III. Deckbuilding from Standard Pauper Pools

So we've looked at the mechanics of how to generate a Standard Pauper Sealed Pool. The next step is to take a look at two different pools and the decks that I created from them. But first, a word on selecting your packs. Typically, a tournament legal Sealed Pool will consist of 84 cards; but if you only generate 6 packs and remove the non-Commons, you'll be left with only 60 cards. After some experimentation, it seems like generating 9 packs gives you a pretty good distribution of cards. For these two sample pools, I ended up using three Khans of Tarkir, two Theros, two Born of the Gods, and two Journey into Nyx packs. There is nothing special about that particular choice - it's just what I chose for this article. But enough already. Let's take a look at the pools.

A. Sealed Pool #1

After looking through the pool, it became clear that Blue Green was probably the best color combination. And while I certainly encourage you to watch the whole video, here's the deck that I ended up building:

This seems like a classic Simic midrange deck, but it's got some nice tricks and card-draw at its disposal. Along with some of the early removal and protection, it makes use of Satyr Wayfinder and Renowned Weaver to get cards into the Graveyard early to fuel Delve for both the Hooting Mandrills and the Treasure Cruise. Notable creatures that should be strong in the deck include Nylea's Disciple, Agent of Horizons, Cloaked Siren, and even Ravenous Leucrocota, since this deck should be able to survive into the late game. Finally, both Leafcrown Dryad and Nyxborn Triton could be utilized late game to build a very potent threat.

**WHAT YOU WILL DO:**
- a) Name every creature that the Standard Pauper deckbuilding text says should be strong in the Blue Green deck.
- b) According to the Standard Pauper deckbuilding text, why are nine packs generated rather than six?
The lines after this text are separate material.

**DATASET CONTENT:**
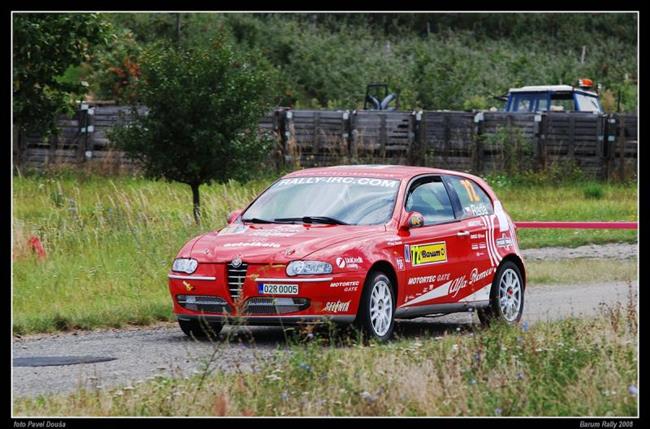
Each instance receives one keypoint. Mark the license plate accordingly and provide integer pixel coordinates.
(277, 289)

**THE ANSWERS:**
- a) Nylea's Disciple, Agent of Horizons, Cloaked Siren, and Ravenous Leucrocota.

- b) A tournament-legal Sealed pool usually has 84 cards, but six packs with the non-Commons removed leave only 60 cards. Some experimentation showed that nine packs give a pretty good distribution of cards.